(Extracted records)
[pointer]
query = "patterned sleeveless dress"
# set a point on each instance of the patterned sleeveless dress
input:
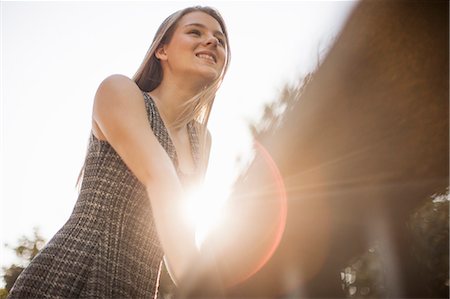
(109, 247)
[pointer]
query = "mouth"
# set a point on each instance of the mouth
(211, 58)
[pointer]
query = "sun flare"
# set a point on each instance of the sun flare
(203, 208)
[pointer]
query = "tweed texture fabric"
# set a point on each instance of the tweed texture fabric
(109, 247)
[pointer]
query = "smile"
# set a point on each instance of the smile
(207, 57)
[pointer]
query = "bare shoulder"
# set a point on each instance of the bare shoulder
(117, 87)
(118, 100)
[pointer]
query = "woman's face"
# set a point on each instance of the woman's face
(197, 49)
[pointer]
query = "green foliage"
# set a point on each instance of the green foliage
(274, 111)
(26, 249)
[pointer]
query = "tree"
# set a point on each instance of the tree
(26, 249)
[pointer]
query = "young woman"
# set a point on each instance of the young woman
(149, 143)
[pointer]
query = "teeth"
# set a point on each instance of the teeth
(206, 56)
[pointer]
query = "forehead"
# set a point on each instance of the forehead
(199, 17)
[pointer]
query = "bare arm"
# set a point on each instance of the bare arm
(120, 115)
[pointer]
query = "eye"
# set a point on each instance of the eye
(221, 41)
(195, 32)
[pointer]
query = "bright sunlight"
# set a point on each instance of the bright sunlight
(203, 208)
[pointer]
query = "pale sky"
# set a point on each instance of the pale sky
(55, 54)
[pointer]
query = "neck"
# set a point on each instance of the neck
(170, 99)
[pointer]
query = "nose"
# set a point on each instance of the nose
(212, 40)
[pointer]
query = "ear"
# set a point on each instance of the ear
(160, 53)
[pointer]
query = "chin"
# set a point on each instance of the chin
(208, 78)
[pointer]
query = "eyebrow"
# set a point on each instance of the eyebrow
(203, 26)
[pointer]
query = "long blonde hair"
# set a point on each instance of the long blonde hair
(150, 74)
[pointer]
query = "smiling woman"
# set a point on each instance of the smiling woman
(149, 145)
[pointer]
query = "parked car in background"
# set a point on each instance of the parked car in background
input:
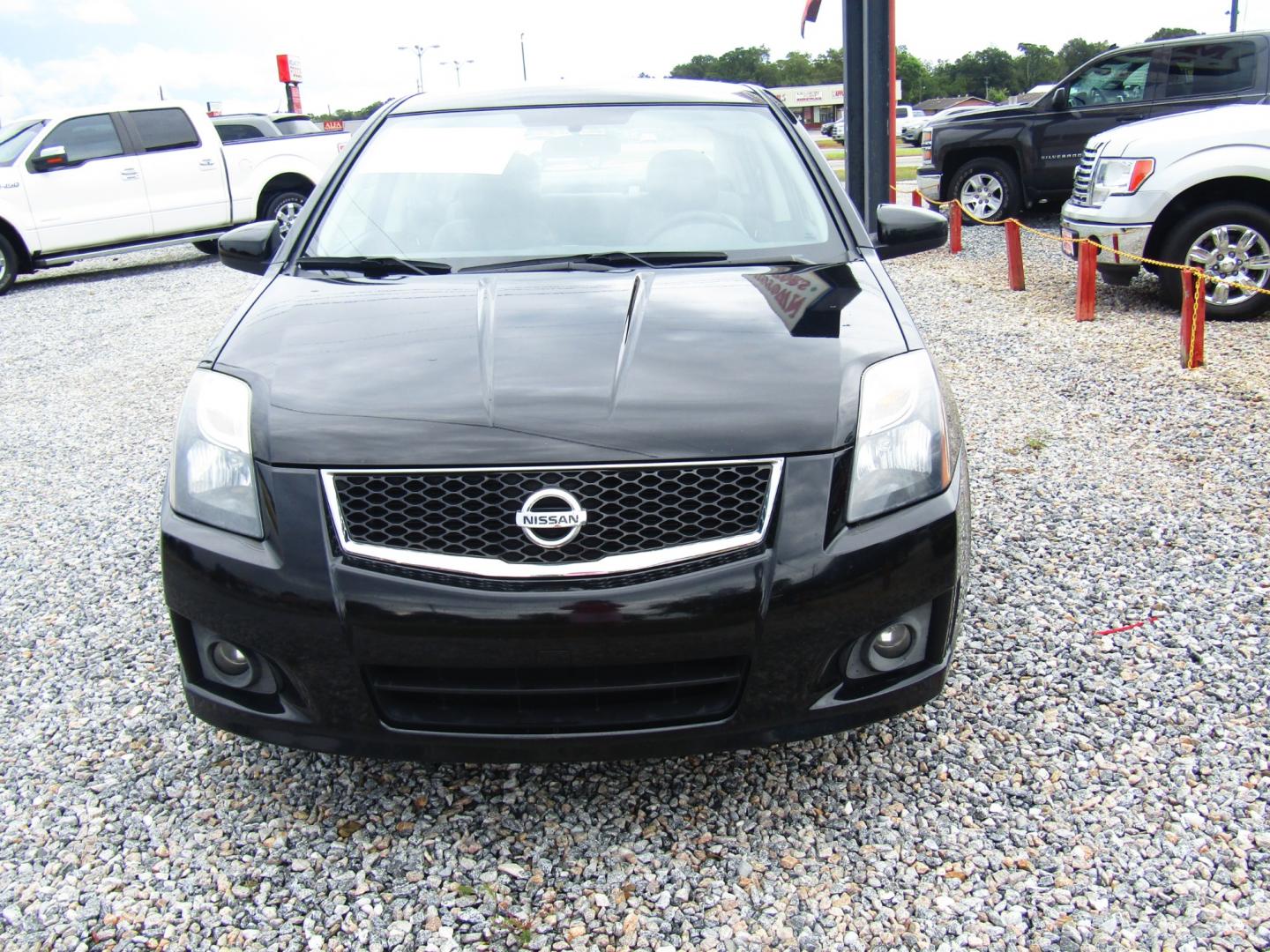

• **WORK TO COMPLETE**
Please pick out each line of the listing above that contains the string "flare", and copy those lines.

• **WORKED SOLUTION**
query = "sun flare"
# set a point on each instance of the sun flare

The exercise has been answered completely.